**YOUR INSTRUCTIONS:** Exactly as written, retype all of the records that come next.

── GIVEN DATA ──

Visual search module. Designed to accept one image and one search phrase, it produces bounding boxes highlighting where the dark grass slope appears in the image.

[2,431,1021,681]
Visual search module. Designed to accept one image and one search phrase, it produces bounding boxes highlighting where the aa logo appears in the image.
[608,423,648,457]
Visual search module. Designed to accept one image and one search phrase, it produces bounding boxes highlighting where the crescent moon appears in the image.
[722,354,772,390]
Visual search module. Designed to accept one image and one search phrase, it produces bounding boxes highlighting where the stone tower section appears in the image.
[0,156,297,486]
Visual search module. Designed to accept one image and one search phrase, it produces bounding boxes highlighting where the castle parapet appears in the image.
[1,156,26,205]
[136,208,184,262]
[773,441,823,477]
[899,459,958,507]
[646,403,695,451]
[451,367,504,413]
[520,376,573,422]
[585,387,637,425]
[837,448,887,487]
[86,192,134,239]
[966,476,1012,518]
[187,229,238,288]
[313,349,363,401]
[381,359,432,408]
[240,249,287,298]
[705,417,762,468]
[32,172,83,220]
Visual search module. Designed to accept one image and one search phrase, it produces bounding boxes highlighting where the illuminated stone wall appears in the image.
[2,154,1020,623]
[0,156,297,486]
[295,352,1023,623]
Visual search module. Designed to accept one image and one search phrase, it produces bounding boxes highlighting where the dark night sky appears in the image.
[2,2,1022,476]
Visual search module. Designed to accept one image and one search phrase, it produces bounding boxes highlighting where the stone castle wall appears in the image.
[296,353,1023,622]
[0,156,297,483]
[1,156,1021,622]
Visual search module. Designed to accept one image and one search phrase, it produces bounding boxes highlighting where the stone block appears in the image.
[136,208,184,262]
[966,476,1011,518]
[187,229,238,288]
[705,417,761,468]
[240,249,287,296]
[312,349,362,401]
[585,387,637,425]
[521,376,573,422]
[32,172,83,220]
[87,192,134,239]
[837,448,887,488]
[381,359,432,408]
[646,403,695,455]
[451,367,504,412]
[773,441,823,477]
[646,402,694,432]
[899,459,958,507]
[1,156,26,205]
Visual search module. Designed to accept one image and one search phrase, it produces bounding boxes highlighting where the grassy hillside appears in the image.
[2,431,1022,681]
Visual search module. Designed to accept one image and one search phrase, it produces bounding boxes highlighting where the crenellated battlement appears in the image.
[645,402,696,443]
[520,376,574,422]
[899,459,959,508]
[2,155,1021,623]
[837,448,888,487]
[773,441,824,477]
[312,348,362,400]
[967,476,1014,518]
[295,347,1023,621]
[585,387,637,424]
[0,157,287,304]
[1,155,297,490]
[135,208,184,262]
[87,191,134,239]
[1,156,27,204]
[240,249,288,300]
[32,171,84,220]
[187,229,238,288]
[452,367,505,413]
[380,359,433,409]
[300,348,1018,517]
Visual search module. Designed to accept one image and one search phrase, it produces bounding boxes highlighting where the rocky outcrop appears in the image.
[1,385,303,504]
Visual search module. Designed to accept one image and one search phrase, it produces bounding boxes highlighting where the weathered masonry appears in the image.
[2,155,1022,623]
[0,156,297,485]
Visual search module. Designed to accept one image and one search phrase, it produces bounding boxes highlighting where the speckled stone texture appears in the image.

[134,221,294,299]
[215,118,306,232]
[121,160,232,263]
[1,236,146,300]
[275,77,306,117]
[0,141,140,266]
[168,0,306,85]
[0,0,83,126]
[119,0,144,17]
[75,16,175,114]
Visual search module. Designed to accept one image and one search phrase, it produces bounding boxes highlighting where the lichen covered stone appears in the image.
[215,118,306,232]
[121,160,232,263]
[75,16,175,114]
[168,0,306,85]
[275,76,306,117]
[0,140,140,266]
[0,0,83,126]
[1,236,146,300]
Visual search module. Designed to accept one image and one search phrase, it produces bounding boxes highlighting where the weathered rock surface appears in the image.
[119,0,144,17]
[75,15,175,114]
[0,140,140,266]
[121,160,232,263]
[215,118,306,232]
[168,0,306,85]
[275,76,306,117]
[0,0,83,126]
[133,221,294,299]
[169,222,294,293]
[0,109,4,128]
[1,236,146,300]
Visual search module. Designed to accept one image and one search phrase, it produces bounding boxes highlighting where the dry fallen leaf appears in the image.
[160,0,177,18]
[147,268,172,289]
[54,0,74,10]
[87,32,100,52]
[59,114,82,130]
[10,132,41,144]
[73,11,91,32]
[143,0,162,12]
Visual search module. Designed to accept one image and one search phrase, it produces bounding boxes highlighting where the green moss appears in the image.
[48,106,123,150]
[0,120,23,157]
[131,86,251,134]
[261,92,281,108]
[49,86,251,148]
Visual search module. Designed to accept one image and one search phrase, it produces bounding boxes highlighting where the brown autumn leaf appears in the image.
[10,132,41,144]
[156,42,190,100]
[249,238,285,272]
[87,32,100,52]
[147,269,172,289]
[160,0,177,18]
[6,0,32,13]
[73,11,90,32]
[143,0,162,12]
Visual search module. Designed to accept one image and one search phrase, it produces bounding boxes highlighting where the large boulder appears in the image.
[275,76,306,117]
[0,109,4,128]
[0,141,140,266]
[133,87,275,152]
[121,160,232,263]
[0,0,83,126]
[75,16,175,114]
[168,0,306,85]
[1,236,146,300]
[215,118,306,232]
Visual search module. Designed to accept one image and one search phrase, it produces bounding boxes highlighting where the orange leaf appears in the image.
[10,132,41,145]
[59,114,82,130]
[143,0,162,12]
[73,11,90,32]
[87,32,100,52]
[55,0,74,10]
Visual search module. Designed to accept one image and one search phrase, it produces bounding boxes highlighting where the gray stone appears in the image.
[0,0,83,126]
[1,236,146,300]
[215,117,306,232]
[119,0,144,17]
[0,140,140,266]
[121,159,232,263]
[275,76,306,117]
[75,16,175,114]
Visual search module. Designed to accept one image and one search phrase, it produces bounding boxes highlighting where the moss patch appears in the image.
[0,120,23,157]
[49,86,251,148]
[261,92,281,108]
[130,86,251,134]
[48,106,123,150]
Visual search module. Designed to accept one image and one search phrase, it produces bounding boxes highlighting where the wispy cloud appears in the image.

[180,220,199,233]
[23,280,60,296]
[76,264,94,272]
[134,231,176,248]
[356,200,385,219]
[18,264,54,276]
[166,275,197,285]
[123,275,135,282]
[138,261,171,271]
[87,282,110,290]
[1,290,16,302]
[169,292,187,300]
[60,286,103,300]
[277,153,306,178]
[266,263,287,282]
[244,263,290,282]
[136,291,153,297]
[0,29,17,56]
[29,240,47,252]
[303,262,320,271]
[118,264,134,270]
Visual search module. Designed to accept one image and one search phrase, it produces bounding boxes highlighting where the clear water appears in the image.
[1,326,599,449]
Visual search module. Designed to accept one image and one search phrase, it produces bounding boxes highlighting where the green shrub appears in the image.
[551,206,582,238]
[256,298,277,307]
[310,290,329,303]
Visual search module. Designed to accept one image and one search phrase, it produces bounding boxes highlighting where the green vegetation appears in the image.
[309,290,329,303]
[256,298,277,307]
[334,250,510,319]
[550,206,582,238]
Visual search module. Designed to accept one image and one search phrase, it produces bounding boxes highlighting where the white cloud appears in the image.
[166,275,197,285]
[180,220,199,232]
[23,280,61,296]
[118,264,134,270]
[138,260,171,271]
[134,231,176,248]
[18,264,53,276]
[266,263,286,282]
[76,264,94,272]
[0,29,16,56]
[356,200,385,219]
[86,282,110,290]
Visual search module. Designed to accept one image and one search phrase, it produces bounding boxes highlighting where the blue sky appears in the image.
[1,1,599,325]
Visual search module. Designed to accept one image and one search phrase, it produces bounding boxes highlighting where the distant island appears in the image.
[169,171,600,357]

───

**RESPONSE FOR THIS EXERCISE:**
Visual search module. Designed to accept one image and one search phrase, it produces bounding boxes highlighting where the dark grass slope appears in the image.

[2,431,1021,681]
Visual search module. Designed to accept one image and one search phrase, it produces bounding boxes highlighting where the aa logo appears in the image.
[608,423,648,457]
Visual search module. Designed to accept one image and one search phrase, it produces bounding boxes highlighting where the crescent moon appears in the image.
[722,354,772,390]
Visual search module. Designed to accept one image and one search phrase, it produces bounding boxes highlighting where the stone tower section appears in the image.
[0,156,297,486]
Visual search module. Designed to accept one image and one search phrase, it produces bounding boxes highlighting where the castle parapet appears in the image.
[1,156,26,205]
[136,208,184,262]
[773,441,823,477]
[899,459,958,507]
[646,403,695,451]
[451,367,504,413]
[520,376,573,422]
[585,387,637,425]
[837,448,887,487]
[86,192,134,239]
[966,476,1012,518]
[187,229,238,288]
[313,349,363,401]
[381,359,432,408]
[240,249,287,298]
[705,417,762,468]
[32,172,83,220]
Visual search module. Designed to accept one image and one search phrase, it produces bounding boxes highlighting where the illuminated stone wall appears in the image.
[2,154,1020,623]
[0,156,297,486]
[295,352,1023,623]
Visual search module. Designed to accept one image and one search phrase, it produces bounding boxes highlighting where the dark night sky appears in the image.
[2,2,1022,476]
Visual search module. Designed to accept one image and one search phrase, it produces bounding boxes highlighting where the stone castle wall appears in the image.
[296,353,1023,622]
[0,156,297,483]
[1,156,1021,622]
Visual search module. Designed to accept one image and one search phrase, it produces bounding boxes highlighting where the stone block appears in the image.
[136,208,184,262]
[966,476,1011,518]
[187,229,238,288]
[705,417,761,468]
[240,249,287,296]
[312,349,362,401]
[585,387,637,425]
[521,376,573,422]
[32,172,83,220]
[87,192,134,239]
[837,448,887,488]
[381,359,432,408]
[646,403,695,455]
[451,367,504,412]
[773,441,823,477]
[646,402,694,432]
[899,459,958,507]
[1,156,26,205]
Visual search module. Designed to accept one image and one search phrase, it produces bounding boxes highlighting where the grassy hillside appears in the image.
[2,431,1022,681]
Visual search module. Designed to accept one image and one search phrase, it produces bounding boxes highlighting where the crenellated battlement appears in the image.
[645,402,696,443]
[520,376,574,422]
[899,459,959,508]
[2,155,1021,623]
[837,448,888,487]
[773,441,824,477]
[312,348,362,400]
[967,476,1014,518]
[295,347,1023,621]
[585,387,637,424]
[0,157,287,304]
[1,155,297,490]
[135,208,184,262]
[87,191,134,239]
[1,156,27,204]
[240,249,288,300]
[32,171,84,220]
[187,229,238,288]
[452,367,505,413]
[380,359,433,409]
[300,348,1018,517]
Visual search module. Designed to accept one image and one search phrase, it produces bounding boxes highlighting where the rocky outcrop appears in the image.
[1,385,303,504]
Visual search module. Designed to accept one image and one search phrase, it produces bounding boxes highlighting where the weathered masonry appears in the image.
[2,155,1022,623]
[0,156,297,485]
Visual search module. Designed to accept one image and one search phrase, it produces bounding boxes highlighting where the speckled stone texture appears in the image.

[134,221,294,299]
[215,118,306,232]
[121,160,232,263]
[1,236,146,300]
[275,77,306,117]
[0,141,140,266]
[168,0,306,85]
[0,0,83,126]
[119,0,144,17]
[75,16,175,114]
Visual search module. Designed to accept one image and one search phrase, it produces bounding boxes highlighting where the lichen covered stone appears in the image.
[215,118,306,232]
[121,160,232,263]
[75,16,175,114]
[168,0,306,85]
[275,76,306,117]
[0,140,140,266]
[0,0,83,126]
[1,236,146,300]
Visual search module. Designed to accept one image and one search phrase, it produces bounding boxes highlighting where the weathered rock surface appears in the image.
[119,0,144,17]
[75,15,175,114]
[0,140,140,266]
[121,160,232,263]
[215,118,306,232]
[168,0,306,85]
[275,76,306,117]
[0,0,83,126]
[133,221,294,299]
[169,222,294,293]
[0,109,4,128]
[1,236,146,300]
Visual search module. Designed to accept one image and one search phrase, it produces bounding boxes highlighting where the dry fallen leaf appears in the image.
[160,0,177,18]
[147,268,172,289]
[54,0,74,10]
[87,32,100,52]
[59,114,82,130]
[10,132,41,144]
[73,11,91,32]
[143,0,162,12]
Visual search module. Designed to accept one image and one search phrase, it produces bounding boxes highlighting where the green moss appears in the image.
[48,106,123,150]
[0,120,23,157]
[131,86,251,134]
[261,92,281,108]
[49,86,251,148]
Visual search module. Designed to accept one image and one search phrase, it produces bounding boxes highlighting where the brown autumn leaf appears in the image.
[10,132,41,144]
[156,42,190,100]
[249,238,285,272]
[87,32,100,52]
[147,269,172,289]
[160,0,177,18]
[6,0,32,13]
[73,11,90,32]
[143,0,162,12]
Visual search module. Designed to accept one image and one search phrase, it produces bounding boxes highlighting where the large boulder appears in the image.
[275,76,306,117]
[0,109,4,128]
[0,141,140,266]
[133,87,275,152]
[121,160,232,263]
[0,0,83,126]
[75,16,175,114]
[168,0,306,85]
[1,236,146,300]
[215,118,306,232]
Visual search module. Designed to accept one image and one search phrase, it produces bounding boxes highlighting where the orange leaf appears in the image.
[10,132,41,145]
[59,114,82,130]
[143,0,162,12]
[73,11,90,32]
[87,32,100,52]
[55,0,74,10]
Visual search module. Designed to accept one image and one search phrase, it produces bounding boxes highlighting where the gray stone appears in the image.
[0,0,83,126]
[1,236,146,300]
[215,117,306,232]
[119,0,144,17]
[0,140,140,266]
[121,159,232,263]
[275,76,306,117]
[75,16,175,114]
Visual search module. Designed to accept one image and one search phrase, it produces bounding boxes highlighting where the moss patch appears in the image.
[0,120,23,157]
[49,86,251,148]
[261,92,281,108]
[130,86,251,134]
[48,106,123,150]
Visual search module. Designed to accept one image and one search phrase, it produces bounding boxes highlighting where the wispy cloud appears in the image.

[180,220,199,233]
[23,280,60,296]
[76,264,94,272]
[134,231,176,248]
[356,200,385,219]
[18,264,54,276]
[166,275,197,285]
[123,275,135,282]
[138,261,171,271]
[87,282,110,290]
[1,290,16,302]
[169,292,187,300]
[60,286,103,300]
[277,153,306,178]
[266,263,287,282]
[244,263,290,282]
[136,291,153,297]
[0,29,17,56]
[29,240,47,252]
[303,262,320,271]
[118,264,134,270]
Visual search module. Designed to accept one image and one search phrase, it produces bounding boxes highlighting where the clear water appears in the image.
[1,326,599,449]
Visual search module. Designed to accept one image and one search phrase, it produces bounding boxes highlighting where the green shrub appears in the image.
[551,206,582,238]
[256,298,277,307]
[310,290,329,303]
Visual search module. Designed to accept one image and one search phrase, it produces bounding boxes highlighting where the green vegetation appears in the image.
[309,290,329,303]
[256,298,277,307]
[334,250,510,319]
[550,206,582,238]
Visual search module. Designed to accept one image and one search phrase, it produces bounding boxes highlighting where the white cloud appears in the image.
[166,275,197,285]
[180,220,199,232]
[23,280,61,296]
[118,264,134,270]
[138,260,171,271]
[134,231,176,248]
[18,264,53,276]
[266,263,286,282]
[76,264,94,272]
[0,29,16,56]
[356,200,385,219]
[86,282,110,290]
Visual search module. Designed to accept one image and one search phrase, it produces bounding boxes highlighting where the blue sky appears in the image.
[1,1,599,325]
Visual search module. Designed to accept one image and one search phrase, it produces bounding boxes highlighting where the distant island appears in the image.
[169,171,600,357]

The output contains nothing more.